__TASK 1__.
Please print the part of the roggenbier discussion between "I’m brewing a" and "good option. Thoughts?", inclusive.
__TASK 2__.
Condense the paragraph of the roggenbier discussion that opens "I would skip the protein rest" into two short sentences that keep its main facts.

__TEXT PROVIDED__.
I’m brewing a roggenbier and am curious if a protein rest is needed or recommended by those who have experience. Palmer says most malts are modified enough that they won’t benefit from a protein rest and in fact a rest is detrimental due to lost body and thin watery beer. But, I also read that large amounts of rye adds way too much body making the beer too slick and almost oil like. So, I’m thinking a rest may be a good option. Thoughts?
Before anyone mentions rice hulls, I BIAB so a stuck sparge isn’t an issue.
My recipe is:
37% rye malt
37% wheat malt
9% flaked rye
9% flaked wheat
1% debittered black malt
Thanks for your input.
As long as you’re doing BIAB, I don’t think there’s any benefit to a protein rest.
No barley malt? Will this grain bill convert? I’m asking, I don’t know if wheat and/or rye malt will self-convert. Usually a roggenbier has 50-65% rye malt and the rest is barley malt, not wheat. At the very least you are going to want to use a boatload of rice hulls or this sucker is going to stick like nobody’s business.
Yeah, they both should. I know that wheat malt almost always has plenty of diastatic power, and the rye malt I’ve used in the past has enough, although just barely.
I think it will convert fine.
I would skip the protein rest as I’m sure it’s unnecessary. If you do decide to try a protein rest to cut down on the body and head contribution from the protein-rich rye and wheat, then limit it to 5 minutes, or absolutely no more than 10 minutes. But personally, I’d skip it.

__SOURCE MATERIAL__.
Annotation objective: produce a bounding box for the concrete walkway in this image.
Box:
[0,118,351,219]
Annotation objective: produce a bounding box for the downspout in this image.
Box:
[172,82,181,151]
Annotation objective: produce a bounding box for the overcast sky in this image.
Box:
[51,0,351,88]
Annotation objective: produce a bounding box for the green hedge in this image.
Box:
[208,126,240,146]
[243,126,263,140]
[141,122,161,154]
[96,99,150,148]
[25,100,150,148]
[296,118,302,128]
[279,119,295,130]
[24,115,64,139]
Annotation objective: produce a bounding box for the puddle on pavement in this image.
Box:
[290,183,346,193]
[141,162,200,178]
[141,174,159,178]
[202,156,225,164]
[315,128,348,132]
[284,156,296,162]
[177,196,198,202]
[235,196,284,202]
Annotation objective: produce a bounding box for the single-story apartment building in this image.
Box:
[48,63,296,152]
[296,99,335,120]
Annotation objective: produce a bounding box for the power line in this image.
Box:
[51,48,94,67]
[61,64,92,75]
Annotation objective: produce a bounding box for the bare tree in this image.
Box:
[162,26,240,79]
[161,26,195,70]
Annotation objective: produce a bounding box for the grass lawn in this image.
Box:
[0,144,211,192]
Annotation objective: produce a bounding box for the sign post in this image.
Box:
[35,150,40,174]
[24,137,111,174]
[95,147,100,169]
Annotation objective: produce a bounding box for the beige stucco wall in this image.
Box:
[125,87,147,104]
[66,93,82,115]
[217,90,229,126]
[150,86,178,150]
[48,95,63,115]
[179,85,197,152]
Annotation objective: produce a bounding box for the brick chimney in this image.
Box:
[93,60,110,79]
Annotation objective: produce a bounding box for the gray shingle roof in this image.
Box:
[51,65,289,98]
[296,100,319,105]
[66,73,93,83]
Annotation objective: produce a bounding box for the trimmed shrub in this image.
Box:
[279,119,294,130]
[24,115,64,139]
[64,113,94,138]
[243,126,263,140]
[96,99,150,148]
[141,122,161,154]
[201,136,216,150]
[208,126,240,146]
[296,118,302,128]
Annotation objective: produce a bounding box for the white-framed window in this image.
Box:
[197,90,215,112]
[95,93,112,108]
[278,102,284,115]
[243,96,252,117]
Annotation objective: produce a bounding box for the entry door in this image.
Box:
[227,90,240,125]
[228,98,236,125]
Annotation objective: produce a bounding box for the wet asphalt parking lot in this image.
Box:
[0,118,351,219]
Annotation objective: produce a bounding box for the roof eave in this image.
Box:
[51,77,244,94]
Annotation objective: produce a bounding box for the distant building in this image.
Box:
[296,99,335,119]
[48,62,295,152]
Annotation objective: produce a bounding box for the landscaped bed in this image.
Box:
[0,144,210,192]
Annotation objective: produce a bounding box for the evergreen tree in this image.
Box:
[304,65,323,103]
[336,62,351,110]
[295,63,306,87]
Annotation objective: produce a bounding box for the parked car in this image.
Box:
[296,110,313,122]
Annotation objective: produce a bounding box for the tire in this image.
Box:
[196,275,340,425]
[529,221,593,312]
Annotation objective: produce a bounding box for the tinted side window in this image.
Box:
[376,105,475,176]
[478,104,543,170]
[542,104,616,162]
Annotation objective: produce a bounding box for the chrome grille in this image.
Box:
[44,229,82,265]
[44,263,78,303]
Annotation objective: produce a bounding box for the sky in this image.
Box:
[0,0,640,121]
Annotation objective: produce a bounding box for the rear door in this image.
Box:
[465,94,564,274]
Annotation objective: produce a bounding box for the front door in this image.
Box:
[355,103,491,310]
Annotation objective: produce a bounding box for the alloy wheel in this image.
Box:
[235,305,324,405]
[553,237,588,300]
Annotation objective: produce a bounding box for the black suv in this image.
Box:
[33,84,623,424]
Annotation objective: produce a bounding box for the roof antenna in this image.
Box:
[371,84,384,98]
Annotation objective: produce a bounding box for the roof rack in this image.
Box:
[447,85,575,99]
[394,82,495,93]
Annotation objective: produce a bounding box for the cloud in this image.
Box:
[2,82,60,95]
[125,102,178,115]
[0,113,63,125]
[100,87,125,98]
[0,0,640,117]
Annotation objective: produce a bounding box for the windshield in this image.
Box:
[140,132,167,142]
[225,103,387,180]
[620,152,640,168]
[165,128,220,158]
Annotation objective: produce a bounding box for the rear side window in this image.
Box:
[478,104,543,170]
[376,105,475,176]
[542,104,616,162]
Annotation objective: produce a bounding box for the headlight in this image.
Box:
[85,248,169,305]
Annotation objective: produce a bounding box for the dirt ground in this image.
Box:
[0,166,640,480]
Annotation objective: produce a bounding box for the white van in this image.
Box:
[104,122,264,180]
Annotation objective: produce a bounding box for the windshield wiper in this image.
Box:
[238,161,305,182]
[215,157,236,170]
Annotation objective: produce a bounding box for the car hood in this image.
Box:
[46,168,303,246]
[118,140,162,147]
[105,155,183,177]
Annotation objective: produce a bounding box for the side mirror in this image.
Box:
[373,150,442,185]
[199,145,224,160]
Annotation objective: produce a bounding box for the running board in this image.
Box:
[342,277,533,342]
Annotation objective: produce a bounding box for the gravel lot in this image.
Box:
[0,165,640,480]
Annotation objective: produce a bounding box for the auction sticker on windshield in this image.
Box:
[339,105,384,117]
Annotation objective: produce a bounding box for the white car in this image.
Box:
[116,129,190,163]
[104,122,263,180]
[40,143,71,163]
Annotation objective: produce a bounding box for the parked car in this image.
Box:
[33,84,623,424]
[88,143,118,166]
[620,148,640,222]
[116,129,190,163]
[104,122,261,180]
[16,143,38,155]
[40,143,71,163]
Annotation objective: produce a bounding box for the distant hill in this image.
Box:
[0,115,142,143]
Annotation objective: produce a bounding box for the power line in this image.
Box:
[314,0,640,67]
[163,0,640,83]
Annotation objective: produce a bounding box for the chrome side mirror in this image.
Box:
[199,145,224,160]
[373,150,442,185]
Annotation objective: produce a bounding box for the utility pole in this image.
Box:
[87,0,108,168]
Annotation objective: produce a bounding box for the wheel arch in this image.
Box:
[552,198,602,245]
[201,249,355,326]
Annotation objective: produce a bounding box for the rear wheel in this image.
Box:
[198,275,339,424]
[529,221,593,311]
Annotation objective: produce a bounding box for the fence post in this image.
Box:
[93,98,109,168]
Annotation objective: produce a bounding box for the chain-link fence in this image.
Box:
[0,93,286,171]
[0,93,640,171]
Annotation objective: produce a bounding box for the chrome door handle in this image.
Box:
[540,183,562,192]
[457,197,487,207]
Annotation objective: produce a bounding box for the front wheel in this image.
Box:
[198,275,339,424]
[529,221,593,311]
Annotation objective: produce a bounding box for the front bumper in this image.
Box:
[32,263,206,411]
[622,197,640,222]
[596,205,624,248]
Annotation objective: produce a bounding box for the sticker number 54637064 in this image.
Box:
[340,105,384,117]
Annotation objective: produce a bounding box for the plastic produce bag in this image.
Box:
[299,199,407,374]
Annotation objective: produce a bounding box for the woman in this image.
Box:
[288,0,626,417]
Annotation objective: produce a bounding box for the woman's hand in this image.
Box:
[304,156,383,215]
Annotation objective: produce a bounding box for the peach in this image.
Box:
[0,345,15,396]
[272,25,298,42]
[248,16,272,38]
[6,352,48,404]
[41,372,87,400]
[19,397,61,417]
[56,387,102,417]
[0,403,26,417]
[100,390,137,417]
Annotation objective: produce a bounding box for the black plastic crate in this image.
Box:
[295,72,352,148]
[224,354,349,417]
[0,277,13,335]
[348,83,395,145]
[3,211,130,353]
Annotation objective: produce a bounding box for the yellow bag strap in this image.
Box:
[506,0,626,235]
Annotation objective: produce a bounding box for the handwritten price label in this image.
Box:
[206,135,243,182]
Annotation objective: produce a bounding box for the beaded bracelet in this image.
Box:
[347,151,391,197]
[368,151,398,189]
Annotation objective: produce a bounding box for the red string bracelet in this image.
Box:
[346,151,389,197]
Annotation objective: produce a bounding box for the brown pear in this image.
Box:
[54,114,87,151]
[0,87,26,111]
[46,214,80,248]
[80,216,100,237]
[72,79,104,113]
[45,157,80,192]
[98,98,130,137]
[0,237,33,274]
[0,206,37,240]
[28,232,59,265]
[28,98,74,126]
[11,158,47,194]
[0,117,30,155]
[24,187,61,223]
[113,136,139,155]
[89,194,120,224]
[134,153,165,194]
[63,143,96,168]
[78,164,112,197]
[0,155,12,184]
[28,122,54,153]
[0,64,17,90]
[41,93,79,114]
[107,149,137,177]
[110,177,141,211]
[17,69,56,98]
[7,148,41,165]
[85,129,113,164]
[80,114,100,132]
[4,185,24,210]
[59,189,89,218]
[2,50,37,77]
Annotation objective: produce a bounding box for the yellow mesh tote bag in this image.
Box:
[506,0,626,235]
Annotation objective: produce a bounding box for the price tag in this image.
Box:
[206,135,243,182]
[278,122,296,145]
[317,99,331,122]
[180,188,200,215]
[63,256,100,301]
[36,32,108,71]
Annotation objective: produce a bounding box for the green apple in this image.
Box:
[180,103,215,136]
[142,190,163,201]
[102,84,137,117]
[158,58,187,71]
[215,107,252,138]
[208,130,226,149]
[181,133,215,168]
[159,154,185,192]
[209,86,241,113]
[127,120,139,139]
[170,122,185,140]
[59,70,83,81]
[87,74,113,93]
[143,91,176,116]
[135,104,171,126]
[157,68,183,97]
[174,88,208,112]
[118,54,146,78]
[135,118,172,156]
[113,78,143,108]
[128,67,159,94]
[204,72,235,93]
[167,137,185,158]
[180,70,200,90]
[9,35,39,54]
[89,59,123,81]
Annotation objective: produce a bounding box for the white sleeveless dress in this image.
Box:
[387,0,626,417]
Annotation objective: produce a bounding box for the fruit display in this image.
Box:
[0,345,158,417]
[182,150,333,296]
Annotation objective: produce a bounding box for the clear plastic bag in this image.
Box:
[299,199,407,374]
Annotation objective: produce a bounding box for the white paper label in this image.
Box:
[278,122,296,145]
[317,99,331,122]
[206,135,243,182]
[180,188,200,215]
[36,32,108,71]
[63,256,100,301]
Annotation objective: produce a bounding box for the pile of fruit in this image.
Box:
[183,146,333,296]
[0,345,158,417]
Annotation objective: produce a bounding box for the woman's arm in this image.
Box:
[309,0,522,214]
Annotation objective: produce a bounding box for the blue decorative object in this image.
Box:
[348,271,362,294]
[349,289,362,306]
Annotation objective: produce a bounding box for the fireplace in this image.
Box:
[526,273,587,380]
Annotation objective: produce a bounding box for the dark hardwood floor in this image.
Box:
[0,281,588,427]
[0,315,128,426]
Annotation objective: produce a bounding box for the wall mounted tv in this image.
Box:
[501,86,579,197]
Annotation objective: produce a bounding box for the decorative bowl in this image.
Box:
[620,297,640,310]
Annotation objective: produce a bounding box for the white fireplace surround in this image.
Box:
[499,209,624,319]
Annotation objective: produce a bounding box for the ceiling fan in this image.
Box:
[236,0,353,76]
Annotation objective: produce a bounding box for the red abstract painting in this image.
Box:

__WRITTEN ANSWER 1__.
I’m brewing a roggenbier and am curious if a protein rest is needed or recommended by those who have experience. Palmer says most malts are modified enough that they won’t benefit from a protein rest and in fact a rest is detrimental due to lost body and thin watery beer. But, I also read that large amounts of rye adds way too much body making the beer too slick and almost oil like. So, I’m thinking a rest may be a good option. Thoughts?

__WRITTEN ANSWER 2__.
I'd skip the protein rest, since it's unnecessary. If you try one to reduce the body and head from the protein-rich rye and wheat, keep it to 5 minutes, 10 at most.